Stated task: Reproduce every line of the records below, requests included, but multiply each bounding box coordinate in the answers by 0.3 and round to the nearest whole number, with halves rounding up.

--- Excerpted records ---

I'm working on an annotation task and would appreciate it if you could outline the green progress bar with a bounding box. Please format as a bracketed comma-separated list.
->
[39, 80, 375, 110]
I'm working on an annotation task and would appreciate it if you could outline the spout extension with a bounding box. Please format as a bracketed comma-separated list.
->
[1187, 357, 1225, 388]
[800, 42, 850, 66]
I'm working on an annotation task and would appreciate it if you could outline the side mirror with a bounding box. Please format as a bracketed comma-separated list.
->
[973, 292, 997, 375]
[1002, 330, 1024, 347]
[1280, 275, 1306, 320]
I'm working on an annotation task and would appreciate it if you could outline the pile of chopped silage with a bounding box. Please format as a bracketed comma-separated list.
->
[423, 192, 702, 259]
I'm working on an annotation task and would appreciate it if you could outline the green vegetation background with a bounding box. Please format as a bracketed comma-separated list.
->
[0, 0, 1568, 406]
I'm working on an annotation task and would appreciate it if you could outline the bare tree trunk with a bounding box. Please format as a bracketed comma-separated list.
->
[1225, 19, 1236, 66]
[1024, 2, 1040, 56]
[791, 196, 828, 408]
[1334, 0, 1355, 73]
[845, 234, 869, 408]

---

Result of the task:
I'm working on an annotation task and would appreciate it if you could outline the green progress bar with a bounding box. Please format as a bracketed comma-separated list.
->
[12, 24, 113, 33]
I'm working on an annotation task and would appreciate it if you could outline the spout extension with a bounding box. Please format as a bracketed comma-separated list.
->
[356, 107, 368, 116]
[240, 13, 255, 20]
I'm working on an annotation task and would appreciate it if you could outline the side mirror with a bounding box. Please format as a bracketed comma-separated list.
->
[292, 88, 299, 113]
[301, 99, 307, 104]
[384, 83, 392, 96]
I'm working on an annotation task and would appreciate it if you could outline the pile of chopped silage with a bounding box. Please format as a bracketed comma-separated list.
->
[127, 58, 211, 78]
I'm working on an annotation task and would appreciate it if you could outline the green vegetation background with a bounding box. Please format as a bracketed comma-separated list.
->
[0, 0, 470, 122]
I'm working on an annotation task and would appreciate it if you could outline the bare tree trunk with a bounding box. Please format as a bracketed comma-separated list.
->
[368, 6, 371, 20]
[307, 1, 312, 17]
[237, 59, 248, 122]
[400, 0, 407, 22]
[254, 70, 261, 122]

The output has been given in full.